### QUOTED PASSAGE
--- START ---
- The Japanese Yen appreciates as the US Dollar remains tepid ahead of the US labor data release on Friday.
- Japan’s Economy Minister Akazawa stated that the timing of any monetary policy changes is crucial
- Traders await Friday’s US employment data, including Nonfarm Payrolls (NFP) and Average Hourly Earnings, for further direction.
The Japanese Yen (JPY) retraces recent gains following comments from Japan’s ministers on Friday. Newly appointed Economy Minister Ryosei Akazawa stated that Prime Minister Shigeru Ishiba and the Bank of Japan (BoJ) both agree that overcoming deflation is Japan’s highest priority.
Economy Minister Akazawa added “No change to the interpretation of the government-Bank of Japan (BoJ) accord targeting 2% inflation.” The timing of monetary policy change is important and must align with Japan’s broader goal of exiting deflation.
Japan’s Chief Cabinet Secretary Yoshimasa Hayashi announced on Friday that Prime Minister Ishiba has directed the creation of a comprehensive economic package. Hayashi also mentioned that he plans to present a supplementary budget to Parliament following the lower house election.
However, the downside of the USD/JPY pair could be limited as the Japanese Yen may struggle due to the waning likelihood of further rate hikes by the Bank of Japan. Newly elected PM Ishiba stated on Wednesday, “I do not believe that we are in an environment that would require us to raise interest rates further,” according to Reuters.
--- END ---
### INFORMATION SHOWN
--- START ---
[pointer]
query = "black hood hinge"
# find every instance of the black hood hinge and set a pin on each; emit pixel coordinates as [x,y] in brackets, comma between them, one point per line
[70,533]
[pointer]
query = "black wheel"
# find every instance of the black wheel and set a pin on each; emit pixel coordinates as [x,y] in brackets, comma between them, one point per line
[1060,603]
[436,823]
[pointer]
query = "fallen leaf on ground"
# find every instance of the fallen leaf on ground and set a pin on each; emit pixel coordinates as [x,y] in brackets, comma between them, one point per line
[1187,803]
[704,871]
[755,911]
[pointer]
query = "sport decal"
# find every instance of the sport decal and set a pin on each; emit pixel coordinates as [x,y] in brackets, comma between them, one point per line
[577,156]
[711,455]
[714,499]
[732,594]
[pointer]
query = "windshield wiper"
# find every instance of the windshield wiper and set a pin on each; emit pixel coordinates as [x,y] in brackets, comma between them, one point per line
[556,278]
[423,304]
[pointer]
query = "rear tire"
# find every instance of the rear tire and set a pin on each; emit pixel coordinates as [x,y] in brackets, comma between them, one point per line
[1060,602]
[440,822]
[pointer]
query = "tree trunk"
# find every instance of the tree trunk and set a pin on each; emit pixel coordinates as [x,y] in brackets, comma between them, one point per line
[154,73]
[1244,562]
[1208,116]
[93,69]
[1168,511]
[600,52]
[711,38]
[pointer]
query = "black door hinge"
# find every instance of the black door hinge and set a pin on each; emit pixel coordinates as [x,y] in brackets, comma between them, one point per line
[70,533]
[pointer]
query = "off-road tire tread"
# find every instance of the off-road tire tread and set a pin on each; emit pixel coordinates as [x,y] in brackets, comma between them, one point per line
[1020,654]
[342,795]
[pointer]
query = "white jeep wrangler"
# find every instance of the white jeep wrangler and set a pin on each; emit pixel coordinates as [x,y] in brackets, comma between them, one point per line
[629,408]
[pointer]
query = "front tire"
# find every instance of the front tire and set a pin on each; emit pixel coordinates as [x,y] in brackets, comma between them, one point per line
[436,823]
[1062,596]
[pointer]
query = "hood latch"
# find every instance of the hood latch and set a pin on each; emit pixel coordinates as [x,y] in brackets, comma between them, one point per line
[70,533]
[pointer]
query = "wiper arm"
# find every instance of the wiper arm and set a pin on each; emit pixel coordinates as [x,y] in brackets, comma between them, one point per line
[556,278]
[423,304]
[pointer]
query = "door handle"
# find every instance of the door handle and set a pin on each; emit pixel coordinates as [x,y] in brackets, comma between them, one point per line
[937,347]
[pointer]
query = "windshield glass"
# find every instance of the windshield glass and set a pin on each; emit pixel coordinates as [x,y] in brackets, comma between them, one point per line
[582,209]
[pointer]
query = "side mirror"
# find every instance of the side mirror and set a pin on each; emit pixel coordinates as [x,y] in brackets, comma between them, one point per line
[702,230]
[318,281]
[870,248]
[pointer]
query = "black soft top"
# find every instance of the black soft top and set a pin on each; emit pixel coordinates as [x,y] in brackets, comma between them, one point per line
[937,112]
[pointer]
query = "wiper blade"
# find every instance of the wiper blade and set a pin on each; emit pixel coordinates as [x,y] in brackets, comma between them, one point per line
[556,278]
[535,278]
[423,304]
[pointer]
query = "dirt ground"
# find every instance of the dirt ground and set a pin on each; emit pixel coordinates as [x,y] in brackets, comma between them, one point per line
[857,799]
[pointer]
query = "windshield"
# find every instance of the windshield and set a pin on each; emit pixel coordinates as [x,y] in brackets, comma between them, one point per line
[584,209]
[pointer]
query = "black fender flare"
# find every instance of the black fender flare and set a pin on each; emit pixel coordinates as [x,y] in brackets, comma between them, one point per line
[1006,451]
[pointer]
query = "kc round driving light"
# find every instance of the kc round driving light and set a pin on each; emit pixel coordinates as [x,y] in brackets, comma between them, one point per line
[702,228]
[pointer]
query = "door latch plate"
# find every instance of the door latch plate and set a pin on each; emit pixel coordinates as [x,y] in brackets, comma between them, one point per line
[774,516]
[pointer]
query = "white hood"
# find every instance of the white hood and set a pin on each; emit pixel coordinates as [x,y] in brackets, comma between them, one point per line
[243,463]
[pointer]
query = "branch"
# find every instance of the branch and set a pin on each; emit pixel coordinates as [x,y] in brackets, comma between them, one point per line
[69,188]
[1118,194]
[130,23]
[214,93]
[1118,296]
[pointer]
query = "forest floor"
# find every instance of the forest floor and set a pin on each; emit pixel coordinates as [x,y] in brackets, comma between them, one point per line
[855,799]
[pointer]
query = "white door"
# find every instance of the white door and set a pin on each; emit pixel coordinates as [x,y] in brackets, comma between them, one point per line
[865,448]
--- END ---
--- START ---
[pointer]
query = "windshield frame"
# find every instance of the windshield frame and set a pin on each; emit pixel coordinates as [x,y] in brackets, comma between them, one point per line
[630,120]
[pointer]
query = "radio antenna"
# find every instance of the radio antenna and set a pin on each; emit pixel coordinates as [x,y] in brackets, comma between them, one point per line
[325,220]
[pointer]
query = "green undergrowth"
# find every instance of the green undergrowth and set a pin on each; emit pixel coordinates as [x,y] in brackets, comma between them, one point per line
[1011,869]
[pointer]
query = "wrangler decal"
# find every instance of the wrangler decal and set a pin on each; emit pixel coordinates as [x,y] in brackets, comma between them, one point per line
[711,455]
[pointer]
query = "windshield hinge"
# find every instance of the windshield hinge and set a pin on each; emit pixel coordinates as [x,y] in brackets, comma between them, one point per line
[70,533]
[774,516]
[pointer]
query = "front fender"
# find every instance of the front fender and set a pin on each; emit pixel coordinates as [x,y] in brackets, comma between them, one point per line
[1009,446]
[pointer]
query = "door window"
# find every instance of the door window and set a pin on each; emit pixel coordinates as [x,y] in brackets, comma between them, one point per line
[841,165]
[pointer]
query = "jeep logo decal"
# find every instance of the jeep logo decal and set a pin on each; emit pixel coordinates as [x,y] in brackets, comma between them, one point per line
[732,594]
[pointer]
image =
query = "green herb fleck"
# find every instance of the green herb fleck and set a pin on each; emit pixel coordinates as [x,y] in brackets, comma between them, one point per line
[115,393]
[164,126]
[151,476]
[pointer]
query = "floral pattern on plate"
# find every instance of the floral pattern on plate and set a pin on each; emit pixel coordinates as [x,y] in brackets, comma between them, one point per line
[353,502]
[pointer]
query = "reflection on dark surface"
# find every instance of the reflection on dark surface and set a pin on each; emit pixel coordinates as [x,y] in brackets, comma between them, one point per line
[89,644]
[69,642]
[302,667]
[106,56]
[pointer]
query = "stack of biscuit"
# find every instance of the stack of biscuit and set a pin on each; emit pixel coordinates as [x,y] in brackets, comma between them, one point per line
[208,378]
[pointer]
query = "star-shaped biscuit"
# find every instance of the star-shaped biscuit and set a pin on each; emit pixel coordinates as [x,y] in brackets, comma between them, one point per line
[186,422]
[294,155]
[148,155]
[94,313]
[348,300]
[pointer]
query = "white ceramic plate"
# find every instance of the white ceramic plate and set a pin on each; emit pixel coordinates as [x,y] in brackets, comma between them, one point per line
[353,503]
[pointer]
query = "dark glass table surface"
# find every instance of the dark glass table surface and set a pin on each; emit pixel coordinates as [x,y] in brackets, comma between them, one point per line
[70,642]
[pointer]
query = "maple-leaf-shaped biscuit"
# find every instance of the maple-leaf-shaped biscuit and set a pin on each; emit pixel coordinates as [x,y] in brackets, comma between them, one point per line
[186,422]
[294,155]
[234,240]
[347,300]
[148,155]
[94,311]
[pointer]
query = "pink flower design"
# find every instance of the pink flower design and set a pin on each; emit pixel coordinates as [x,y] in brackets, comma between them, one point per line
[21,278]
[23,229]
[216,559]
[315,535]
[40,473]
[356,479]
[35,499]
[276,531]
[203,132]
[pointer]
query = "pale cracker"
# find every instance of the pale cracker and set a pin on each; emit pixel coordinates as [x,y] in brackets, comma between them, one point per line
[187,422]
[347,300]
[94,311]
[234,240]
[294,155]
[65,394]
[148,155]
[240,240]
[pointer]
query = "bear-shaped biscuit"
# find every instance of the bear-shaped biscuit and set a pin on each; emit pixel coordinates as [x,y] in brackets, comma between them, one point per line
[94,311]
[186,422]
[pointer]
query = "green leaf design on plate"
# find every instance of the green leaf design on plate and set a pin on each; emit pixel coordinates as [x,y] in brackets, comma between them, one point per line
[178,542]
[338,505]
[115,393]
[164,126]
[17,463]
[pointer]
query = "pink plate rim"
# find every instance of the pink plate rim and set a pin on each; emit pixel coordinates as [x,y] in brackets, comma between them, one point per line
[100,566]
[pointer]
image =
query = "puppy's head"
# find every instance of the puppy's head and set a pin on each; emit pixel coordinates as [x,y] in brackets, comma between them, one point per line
--- END ---
### WHAT IS NEEDED
Please continue the Japanese Yen article from its last sentence. The entries are separate from the Japanese Yen article.

### EXERCISE OUTPUT
Daily Digest Market Movers: Japanese Yen receives downward pressure from dovish mood surrounding the BoJ
- The US Dollar (USD) gained strength following a better-than-expected US ISM Services PMI and ADP Employment Change reports, which challenged dovish expectations for Federal Reserve (Fed) monetary policy.
- The CME FedWatch Tool indicates that markets are assigning a 67.4% probability to a 25 basis point rate cut by the Federal Reserve in November, while the likelihood of a 50-basis-point cut is 32.6%, down from 35.2% a day ago.
- Federal Reserve Bank of Chicago President Austan Goolsbee reiterated on Thursday that the interest rates need to come down over the next year by “a lot.” Goolsbee further stated that he’d like to keep the unemployment rate at 4.2% and prevent it from rising any further.
- US ISM Services PMI rose to 54.9 in September, from 51.5 in August and exceeding the market forecast of 51.7. Meanwhile, the Services Prices Paid Index, a key inflation indicator, climbed to 59.4 from 57.3.
- Futures indicated less than a 50% likelihood of the Bank of Japan raising rates by 10 basis points by the end of 2024. Additionally, rates are projected to reach only 0.5% by the end of next year, up from the current 0.25%, per Reuters.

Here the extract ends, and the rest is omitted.